Task to carry out: Present the lines below again, exactly as they stand.

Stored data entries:
####
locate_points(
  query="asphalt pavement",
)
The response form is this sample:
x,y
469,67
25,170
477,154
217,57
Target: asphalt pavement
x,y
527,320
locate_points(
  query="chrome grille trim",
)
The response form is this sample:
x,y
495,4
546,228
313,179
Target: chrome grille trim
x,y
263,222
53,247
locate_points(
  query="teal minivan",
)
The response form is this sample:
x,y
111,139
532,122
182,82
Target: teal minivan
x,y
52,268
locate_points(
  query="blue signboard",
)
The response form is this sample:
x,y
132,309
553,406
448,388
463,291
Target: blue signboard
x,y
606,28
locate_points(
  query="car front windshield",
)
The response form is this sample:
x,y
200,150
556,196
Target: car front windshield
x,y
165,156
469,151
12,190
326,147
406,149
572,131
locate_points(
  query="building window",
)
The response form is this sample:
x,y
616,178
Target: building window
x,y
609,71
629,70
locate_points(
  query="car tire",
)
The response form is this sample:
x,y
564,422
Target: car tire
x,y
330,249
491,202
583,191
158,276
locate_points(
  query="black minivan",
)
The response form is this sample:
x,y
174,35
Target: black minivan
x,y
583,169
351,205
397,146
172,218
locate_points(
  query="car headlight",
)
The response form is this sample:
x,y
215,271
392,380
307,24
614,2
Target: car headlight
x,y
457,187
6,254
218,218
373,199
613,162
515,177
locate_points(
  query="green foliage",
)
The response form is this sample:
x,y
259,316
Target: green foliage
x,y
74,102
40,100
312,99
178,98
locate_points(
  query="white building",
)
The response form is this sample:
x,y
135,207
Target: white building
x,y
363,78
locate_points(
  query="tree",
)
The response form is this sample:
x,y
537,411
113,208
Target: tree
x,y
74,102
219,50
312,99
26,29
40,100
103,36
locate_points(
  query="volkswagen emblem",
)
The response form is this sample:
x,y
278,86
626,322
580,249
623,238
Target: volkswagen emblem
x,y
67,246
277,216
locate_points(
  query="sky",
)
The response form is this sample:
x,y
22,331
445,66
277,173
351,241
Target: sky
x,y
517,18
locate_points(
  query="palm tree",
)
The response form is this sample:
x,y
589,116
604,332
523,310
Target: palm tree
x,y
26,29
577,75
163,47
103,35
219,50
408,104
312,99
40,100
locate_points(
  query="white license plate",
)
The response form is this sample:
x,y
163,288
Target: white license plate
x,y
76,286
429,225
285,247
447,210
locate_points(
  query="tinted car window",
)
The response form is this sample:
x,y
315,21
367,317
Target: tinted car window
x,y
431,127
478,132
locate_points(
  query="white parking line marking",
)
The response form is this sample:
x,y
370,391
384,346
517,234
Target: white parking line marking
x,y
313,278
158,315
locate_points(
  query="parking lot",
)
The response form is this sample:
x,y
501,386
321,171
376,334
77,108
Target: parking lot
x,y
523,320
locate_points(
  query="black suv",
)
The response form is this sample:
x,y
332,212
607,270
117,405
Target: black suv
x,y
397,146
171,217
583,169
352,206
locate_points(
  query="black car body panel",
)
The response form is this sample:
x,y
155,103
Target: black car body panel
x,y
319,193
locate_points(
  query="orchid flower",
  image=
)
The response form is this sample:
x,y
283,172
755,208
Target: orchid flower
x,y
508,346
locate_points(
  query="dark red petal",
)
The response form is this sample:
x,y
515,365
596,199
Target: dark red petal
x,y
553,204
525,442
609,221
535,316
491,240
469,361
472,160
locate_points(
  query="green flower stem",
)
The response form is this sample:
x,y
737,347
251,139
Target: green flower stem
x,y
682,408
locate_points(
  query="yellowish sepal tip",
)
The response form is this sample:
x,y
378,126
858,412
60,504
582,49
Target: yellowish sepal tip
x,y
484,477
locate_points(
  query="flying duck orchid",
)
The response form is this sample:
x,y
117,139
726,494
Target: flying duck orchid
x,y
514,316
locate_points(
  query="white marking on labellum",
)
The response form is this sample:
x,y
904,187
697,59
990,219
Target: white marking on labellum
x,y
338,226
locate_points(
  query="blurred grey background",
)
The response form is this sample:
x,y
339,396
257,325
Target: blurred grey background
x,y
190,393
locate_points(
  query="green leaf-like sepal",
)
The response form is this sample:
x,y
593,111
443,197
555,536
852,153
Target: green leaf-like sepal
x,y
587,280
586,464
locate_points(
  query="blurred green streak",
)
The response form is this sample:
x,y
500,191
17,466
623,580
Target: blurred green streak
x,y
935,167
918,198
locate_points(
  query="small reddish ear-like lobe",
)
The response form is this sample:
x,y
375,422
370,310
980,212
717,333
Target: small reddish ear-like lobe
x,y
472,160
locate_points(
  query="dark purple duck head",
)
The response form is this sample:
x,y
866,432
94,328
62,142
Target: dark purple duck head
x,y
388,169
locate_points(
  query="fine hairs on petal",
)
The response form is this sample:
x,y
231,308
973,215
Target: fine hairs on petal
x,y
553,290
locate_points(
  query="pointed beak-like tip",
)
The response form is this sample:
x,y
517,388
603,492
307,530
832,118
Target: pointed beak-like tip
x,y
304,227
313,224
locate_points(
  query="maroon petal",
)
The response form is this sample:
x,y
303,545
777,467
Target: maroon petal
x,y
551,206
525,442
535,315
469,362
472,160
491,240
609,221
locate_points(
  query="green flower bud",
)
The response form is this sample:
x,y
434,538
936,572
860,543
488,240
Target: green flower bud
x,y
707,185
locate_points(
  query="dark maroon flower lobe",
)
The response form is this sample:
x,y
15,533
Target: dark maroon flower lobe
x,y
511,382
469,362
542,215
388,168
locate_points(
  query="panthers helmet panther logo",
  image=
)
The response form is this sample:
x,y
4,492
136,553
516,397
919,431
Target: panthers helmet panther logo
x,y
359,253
####
Response area:
locate_points(
  query="asphalt pavement",
)
The response form is this sample:
x,y
469,67
25,170
477,154
217,57
Target: asphalt pavement
x,y
527,320
locate_points(
  query="chrome grille trim",
)
The response form is this sample:
x,y
495,4
546,228
313,179
Target: chrome grille trim
x,y
263,222
53,247
locate_points(
  query="teal minivan",
)
The response form is this sample:
x,y
111,139
532,122
182,82
Target: teal minivan
x,y
52,268
locate_points(
  query="blue signboard",
)
The response form is this sample:
x,y
132,309
553,406
448,388
463,291
Target: blue signboard
x,y
606,28
locate_points(
  query="car front windshield",
)
The response form is this sample:
x,y
200,150
556,196
Target: car front windshield
x,y
165,156
469,151
12,190
326,147
406,149
572,131
locate_points(
  query="building window",
)
The response form is this sample:
x,y
616,178
Target: building window
x,y
609,71
629,70
locate_points(
  query="car tire",
)
The response form is this sample:
x,y
564,422
Target: car tire
x,y
330,249
491,202
583,191
158,276
locate_points(
  query="black minivan",
)
The response form is this sample:
x,y
174,35
Target: black minivan
x,y
583,169
351,205
397,146
172,218
locate_points(
  query="car headlight",
)
The response form is this sample:
x,y
215,271
392,380
307,24
614,2
Target: car headlight
x,y
457,187
6,254
218,218
373,199
613,162
515,177
locate_points(
  query="green foliage",
)
The response form is this sample:
x,y
259,316
Target: green foliage
x,y
74,102
40,100
312,99
178,98
locate_points(
  query="white building",
)
The response form is this sample:
x,y
135,207
Target: white building
x,y
363,78
locate_points(
  query="tree",
)
The response form is this sample:
x,y
537,411
113,208
Target: tree
x,y
74,102
219,50
312,99
26,29
40,100
103,36
locate_points(
  query="volkswagen emblem",
)
The response form is this sample:
x,y
278,86
626,322
580,249
623,238
Target: volkswagen emblem
x,y
67,246
277,216
locate_points(
  query="sky",
)
The response form is this sample:
x,y
22,331
445,66
277,173
351,241
Target: sky
x,y
517,18
locate_points(
  query="palm tree",
)
The response form is this sample:
x,y
589,116
604,332
523,310
Target: palm tree
x,y
26,29
577,75
163,47
103,35
219,50
408,104
312,99
40,100
locate_points(
  query="white license plate",
)
The response form is this sample:
x,y
163,288
Target: white license plate
x,y
76,286
429,225
285,247
447,210
locate_points(
  query="tinted car window",
)
The response form is this sample:
x,y
315,21
367,317
Target: tinted car window
x,y
431,127
478,132
locate_points(
  query="white parking line marking",
)
The response form is this sample:
x,y
370,391
384,346
517,234
Target: white parking line marking
x,y
313,278
158,315
locate_points(
  query="parking lot",
)
The response form is this sample:
x,y
501,386
321,171
376,334
77,108
Target: parking lot
x,y
523,320
locate_points(
  query="black suv",
)
The response form is this sample:
x,y
332,212
607,270
117,405
Target: black suv
x,y
397,146
171,217
583,169
352,206
locate_points(
  query="black car body panel",
)
The response form is this sample:
x,y
155,103
Target: black car body panel
x,y
319,193
locate_points(
  query="orchid flower",
  image=
)
The response form is this sample:
x,y
283,172
755,208
Target: orchid flower
x,y
508,346
locate_points(
  query="dark red petal",
)
The response form is this sample:
x,y
515,365
596,199
Target: dark red petal
x,y
553,204
525,442
609,221
535,316
491,240
469,361
472,160
locate_points(
  query="green flower stem",
)
The response form is this sample:
x,y
737,347
251,139
Target: green flower stem
x,y
682,408
locate_points(
  query="yellowish sepal tip",
)
The response form is this sample:
x,y
378,126
858,412
60,504
582,49
Target: yellowish sepal tip
x,y
484,477
locate_points(
  query="flying duck orchid",
)
The response form is this sample:
x,y
117,139
726,494
Target: flying duck orchid
x,y
514,316
locate_points(
  query="white marking on labellum",
)
The response form is this sample:
x,y
904,187
697,59
990,219
Target: white marking on labellum
x,y
338,226
locate_points(
  query="blurred grey background",
)
The response form is this sample:
x,y
339,396
257,325
Target: blurred grey background
x,y
190,393
locate_points(
  query="green leaf-like sepal",
)
The response form is this sample:
x,y
593,111
443,197
555,536
852,153
Target: green leaf-like sepal
x,y
587,280
586,464
locate_points(
  query="blurred green streak",
)
The response form is this sample:
x,y
500,191
17,466
623,580
Target: blurred green streak
x,y
935,167
918,198
locate_points(
  query="small reddish ear-like lobe",
)
The response form is this sample:
x,y
375,422
370,310
980,212
717,333
Target: small reddish ear-like lobe
x,y
472,160
locate_points(
  query="dark purple duck head",
)
The response form is this sample:
x,y
866,432
94,328
62,142
Target: dark purple duck head
x,y
388,169
locate_points(
  query="fine hairs on petal",
)
The response form is this sample:
x,y
231,308
973,215
Target: fine hairs on petal
x,y
553,290
locate_points(
  query="pointed beak-like tip",
)
The response form is this sample:
x,y
517,388
603,492
307,530
832,118
Target: pointed beak-like tip
x,y
304,227
313,224
locate_points(
  query="maroon petal",
)
The response form is this sample:
x,y
303,545
777,467
Target: maroon petal
x,y
551,206
525,442
535,315
469,362
472,160
491,240
609,221
locate_points(
  query="green flower bud",
)
The response form is this sample:
x,y
434,538
936,572
860,543
488,240
Target: green flower bud
x,y
707,185
locate_points(
  query="dark maroon flower lobe",
)
The response form is this sample:
x,y
15,533
Target: dark maroon flower lobe
x,y
511,382
469,362
542,215
388,168
locate_points(
  query="panthers helmet panther logo",
  image=
)
The response form is this sample:
x,y
4,492
136,553
516,397
919,431
Target: panthers helmet panther logo
x,y
359,253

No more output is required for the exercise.